Copy the rows below word for word, leaving out the picture.
>>>>
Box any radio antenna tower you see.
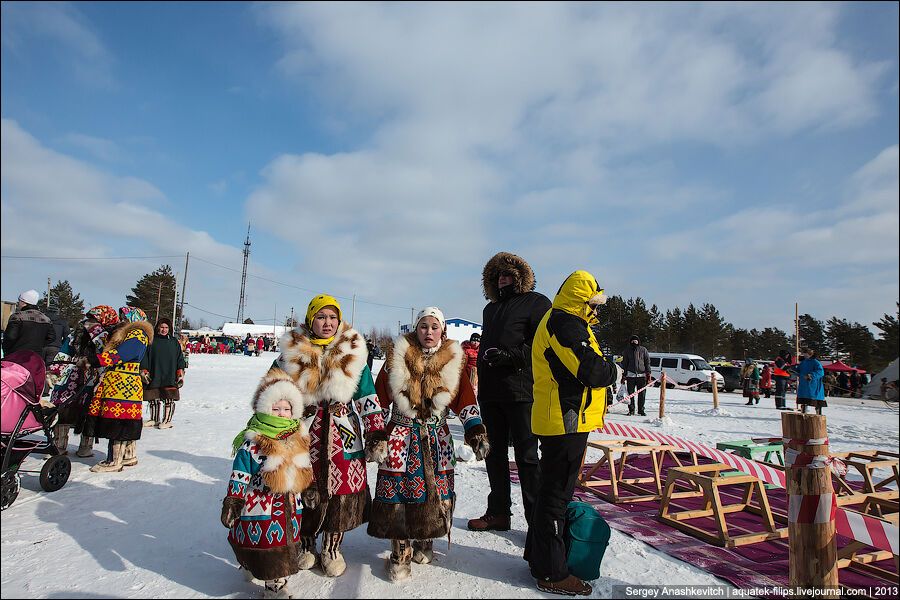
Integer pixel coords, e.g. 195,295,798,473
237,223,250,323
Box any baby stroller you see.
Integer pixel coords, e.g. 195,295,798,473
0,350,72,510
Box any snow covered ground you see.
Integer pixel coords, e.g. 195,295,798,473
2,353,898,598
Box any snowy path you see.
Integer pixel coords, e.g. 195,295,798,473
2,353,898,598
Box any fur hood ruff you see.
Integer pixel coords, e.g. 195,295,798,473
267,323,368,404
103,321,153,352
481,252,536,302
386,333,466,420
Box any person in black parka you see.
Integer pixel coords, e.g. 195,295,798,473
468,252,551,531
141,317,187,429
<<<<
=== Solution ===
Box any radio antenna tower you see.
Integer pixel coords, e.g. 195,295,798,473
237,223,250,323
Box any baby stroller you see.
Integer pixel coords, e.g. 195,295,798,473
0,350,72,510
Box any snow covered ground you see.
Integer pixel coords, e.g. 195,295,798,473
2,353,898,598
Box any snowy path you see.
Integer pixel coords, e.g. 195,295,798,473
2,353,898,598
Box any fur hood ruff you see.
Integer pixel coords, e.g. 195,295,798,473
267,323,368,404
103,321,153,352
481,252,536,302
386,333,466,420
Box any person in black parka you see.
Integer pixel coords, e.g. 195,295,798,473
468,252,551,531
141,317,187,429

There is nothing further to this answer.